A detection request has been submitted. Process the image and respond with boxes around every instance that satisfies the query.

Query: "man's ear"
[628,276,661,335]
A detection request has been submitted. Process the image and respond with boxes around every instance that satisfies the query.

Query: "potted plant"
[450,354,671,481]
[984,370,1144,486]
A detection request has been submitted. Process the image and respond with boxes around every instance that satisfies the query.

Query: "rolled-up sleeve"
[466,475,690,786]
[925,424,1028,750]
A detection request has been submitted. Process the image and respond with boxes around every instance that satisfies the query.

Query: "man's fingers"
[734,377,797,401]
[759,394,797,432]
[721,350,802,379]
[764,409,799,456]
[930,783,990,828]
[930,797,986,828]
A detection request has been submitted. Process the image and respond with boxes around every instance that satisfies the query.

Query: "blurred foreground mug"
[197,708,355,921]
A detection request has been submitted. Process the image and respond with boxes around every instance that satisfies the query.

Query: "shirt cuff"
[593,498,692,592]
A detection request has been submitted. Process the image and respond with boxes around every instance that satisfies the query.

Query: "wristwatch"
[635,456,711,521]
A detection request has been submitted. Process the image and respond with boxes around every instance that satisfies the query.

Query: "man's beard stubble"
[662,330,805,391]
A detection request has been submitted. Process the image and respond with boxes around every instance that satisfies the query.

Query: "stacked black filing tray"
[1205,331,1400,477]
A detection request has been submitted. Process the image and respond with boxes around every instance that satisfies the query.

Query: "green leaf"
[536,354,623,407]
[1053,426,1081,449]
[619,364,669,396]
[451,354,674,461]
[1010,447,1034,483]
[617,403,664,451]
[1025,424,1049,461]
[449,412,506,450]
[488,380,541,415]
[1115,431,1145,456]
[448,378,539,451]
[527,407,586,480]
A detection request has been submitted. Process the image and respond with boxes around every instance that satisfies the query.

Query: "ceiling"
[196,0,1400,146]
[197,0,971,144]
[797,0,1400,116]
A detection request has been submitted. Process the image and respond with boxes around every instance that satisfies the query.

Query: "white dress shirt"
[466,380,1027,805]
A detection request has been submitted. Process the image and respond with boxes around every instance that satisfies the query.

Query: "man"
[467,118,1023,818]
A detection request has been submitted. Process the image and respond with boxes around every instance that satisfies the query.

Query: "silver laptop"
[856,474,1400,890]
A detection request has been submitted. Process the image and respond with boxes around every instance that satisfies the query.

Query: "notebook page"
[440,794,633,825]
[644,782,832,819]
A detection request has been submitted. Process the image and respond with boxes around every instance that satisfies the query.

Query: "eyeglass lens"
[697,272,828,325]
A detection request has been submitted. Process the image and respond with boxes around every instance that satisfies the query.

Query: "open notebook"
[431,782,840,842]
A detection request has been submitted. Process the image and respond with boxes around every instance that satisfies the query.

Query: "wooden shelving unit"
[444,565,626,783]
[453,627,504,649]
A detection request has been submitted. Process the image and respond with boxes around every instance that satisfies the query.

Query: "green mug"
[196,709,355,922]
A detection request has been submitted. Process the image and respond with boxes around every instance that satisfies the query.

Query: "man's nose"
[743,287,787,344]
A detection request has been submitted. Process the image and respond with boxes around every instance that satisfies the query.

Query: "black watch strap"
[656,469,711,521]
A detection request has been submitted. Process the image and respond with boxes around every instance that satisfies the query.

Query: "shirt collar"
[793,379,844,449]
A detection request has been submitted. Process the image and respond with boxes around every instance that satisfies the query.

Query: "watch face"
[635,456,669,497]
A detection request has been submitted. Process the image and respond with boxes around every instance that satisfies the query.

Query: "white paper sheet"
··········
→ How to complete this task: Please return all of the records exactly.

→ Result of this task:
A detection request has been submitted. Process the image and respond with boxes around every instance that satisfies the query.

Query: "man's ear"
[628,276,661,335]
A detection request has been submitted. Process the image and respond with boxes around every instance that satisfies the query.

Query: "potted plant"
[450,354,671,481]
[984,370,1144,486]
A detection request has been submitted. Process the image and respond with boxes around every instance that satisfies the query.

Query: "rolled-up sleeve"
[466,475,690,786]
[925,424,1028,750]
A detection request has been submitted. Process the image and respond with boxes around every instance that satisfies the query.

Query: "man's fingers"
[734,377,797,401]
[759,394,797,432]
[721,350,802,379]
[764,409,799,456]
[930,783,990,828]
[930,797,986,828]
A detection request has been submitted. Process the image and respond with boxes around every instance that satisfies the query.

Query: "blurred foreground mug"
[197,708,355,921]
A detection request has been submitted. Process the image and respond with boxes around every instance that satisfies the query.

Query: "shirt cuff"
[593,498,692,592]
A detection request has been submitted. Process the image and respond with boxes around every instance that satisfies the query.

Query: "wristwatch"
[635,456,711,521]
A detection request has been submitted. Process the image and respond with boxes around every instance that satisfies the query.

Query: "man's beard stubble"
[662,330,805,391]
A detection request has been submitted. Process the image and respond with boxes around every instance that satisfies the query.

Query: "stacked black filing tray"
[1205,331,1400,477]
A detection request has been submitted. Process the image and respond with boxes around every instance that satisfies the query.

Query: "green leaf"
[536,354,623,407]
[1053,426,1081,449]
[619,364,669,396]
[451,354,674,461]
[1010,447,1034,483]
[617,403,664,451]
[1025,424,1049,461]
[449,412,506,450]
[488,380,541,415]
[1115,431,1145,456]
[448,378,539,451]
[527,407,586,480]
A detection request has been submitted. Process the image and respond with boxes around every instance that satisfies the query.

Query: "ceiling"
[196,0,1400,146]
[197,0,971,144]
[797,0,1400,116]
A detection request has been submitted. Process the image and respond with boxes around every instance that satisfies the query.

Query: "white dress shirt"
[466,380,1027,805]
A detection request has been submitted. Process the image and respond with boxes around every instance that satisfies the query.

Query: "man"
[467,118,1023,818]
A detection request has been submitted. Process the image and respond with boxes around every instance that satisfies the query.

Query: "silver laptop"
[856,474,1400,890]
A detection request has been submitted. Process the image and respond with boxes around every instance that satisfies the query.

Query: "notebook page"
[440,794,633,825]
[644,782,832,819]
A detection request has been submitted. Process the image and respond with boxes around every instance that satisfies the query.

Query: "eyeglass lens"
[697,272,828,325]
A detection request has been submitted. Process the image and respond with boxes around every instance that satisfies the query.

Query: "open notebook"
[431,782,840,842]
A detection request has been submitted. Process the image and respond with boxes around every instance that satisfies the query.

Query: "wooden shelving unit"
[444,565,626,783]
[453,627,504,649]
A detection request has been submitted. Process the image and respond with boxes around every instance that satisfies the query.

Query: "green mug"
[196,709,355,922]
A detection request has been submitted. Process the image and respond with boxes around every instance that satisfies the query.

Query: "man's nose"
[743,287,787,344]
A detection request has been submitted. Process the image and respond with boxes around every instance that satisfies the query.

Query: "black watch strap"
[656,469,711,521]
A detection request has been submitted. Process the image and respond with boxes around every instance that satisfies the query.

Query: "shirt collar"
[793,379,844,449]
A detection request has been submitted. Process the image and respond with boxes around every instance that satisfies the query.

Query: "watch face"
[635,456,669,497]
A detection request has been submitted. Process the image and respond with boxes around every instance that satisfies the query.

Query: "white paper sheet"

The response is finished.